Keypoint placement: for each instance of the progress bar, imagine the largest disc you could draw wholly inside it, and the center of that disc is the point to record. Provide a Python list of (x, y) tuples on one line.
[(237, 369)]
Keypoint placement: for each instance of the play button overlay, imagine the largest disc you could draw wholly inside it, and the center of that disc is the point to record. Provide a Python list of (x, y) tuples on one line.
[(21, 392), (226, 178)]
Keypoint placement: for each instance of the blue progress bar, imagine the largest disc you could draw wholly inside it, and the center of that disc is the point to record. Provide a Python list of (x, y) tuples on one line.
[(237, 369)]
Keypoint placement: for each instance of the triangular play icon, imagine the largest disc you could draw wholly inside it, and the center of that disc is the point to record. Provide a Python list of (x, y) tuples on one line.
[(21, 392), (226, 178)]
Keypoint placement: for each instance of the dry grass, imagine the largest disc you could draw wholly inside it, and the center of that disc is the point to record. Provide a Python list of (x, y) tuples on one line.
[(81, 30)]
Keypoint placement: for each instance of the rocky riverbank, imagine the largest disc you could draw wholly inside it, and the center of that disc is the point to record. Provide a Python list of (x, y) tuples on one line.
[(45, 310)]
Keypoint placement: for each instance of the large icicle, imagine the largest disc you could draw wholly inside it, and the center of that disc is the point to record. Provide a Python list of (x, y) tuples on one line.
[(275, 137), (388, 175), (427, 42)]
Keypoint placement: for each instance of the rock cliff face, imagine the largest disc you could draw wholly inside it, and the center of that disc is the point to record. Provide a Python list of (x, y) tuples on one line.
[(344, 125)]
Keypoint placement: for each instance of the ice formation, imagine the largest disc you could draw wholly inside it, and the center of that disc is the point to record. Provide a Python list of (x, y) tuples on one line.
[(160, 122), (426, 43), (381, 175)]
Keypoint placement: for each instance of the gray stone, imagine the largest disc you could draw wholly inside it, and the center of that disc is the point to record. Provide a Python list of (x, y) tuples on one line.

WHAT NEEDS TO BE DONE: Retype every entry word for word.

CORRECT RESULT:
Keypoint placement: for each instance of the progress bar, imagine the largest disc you could draw wholly inside it, and the center of that disc is the point to record. Provide a Python list of (x, y) tuples on one line.
[(237, 369)]
Keypoint placement: for each instance of the play button overlay, imagine the largest disc you could draw wholly inside it, and the center of that disc is the point to record. Provide a Python list of (x, y) tuples on one line.
[(21, 392), (226, 178)]
Keypoint placement: for each instance of the blue progress bar, imagine the largest disc you could draw wholly inside it, and the center of that disc is the point to record. Provide a Python list of (x, y) tuples on one line.
[(237, 369)]
Keypoint placement: for each instance of the triangular play icon, imagine the largest disc you could draw wholly inside it, and the center of that disc is the point to record. Provide a Python list of (x, y) tuples on one line.
[(21, 392), (226, 178)]
Keypoint placement: for each instance of the dry grass, imagine the largest disc you could draw wholly inside it, and the center of that disc is the point to record. Provide a Python list of (x, y) tuples on one line.
[(81, 30)]
Keypoint placement: for each instance of the rocky riverbank, imagine the largest disc you could draw wholly inside it, and the center of that disc is the point to record. Provide a Python list of (x, y) tuples on one line.
[(45, 310)]
Keypoint placement: for each instance of the large icicle, imagine the largest disc you could draw wholly inside it, and the center of that disc is the point to record. Provide a Python list of (x, y) tuples on one line.
[(275, 137), (388, 175), (427, 42)]
Keypoint placement: for each instance of the rock cliff face, imagine the largest disc you could draw wholly inside it, and the center of that disc is the point to record. Provide a Python list of (x, y) tuples on one line.
[(344, 125)]
Keypoint placement: for each instance of the ice formation, imagine the largest disc you could draw wholly inside it, and the center of that disc is the point to record. Provide a Python list of (x, y) tuples on one line.
[(160, 122), (426, 43), (381, 175)]
Keypoint placement: for each instance of the gray stone, imagine the largest disc you could draw wholly inside it, and the center of that disc is the point to record. Provide a Python list of (x, y) tuples on one line.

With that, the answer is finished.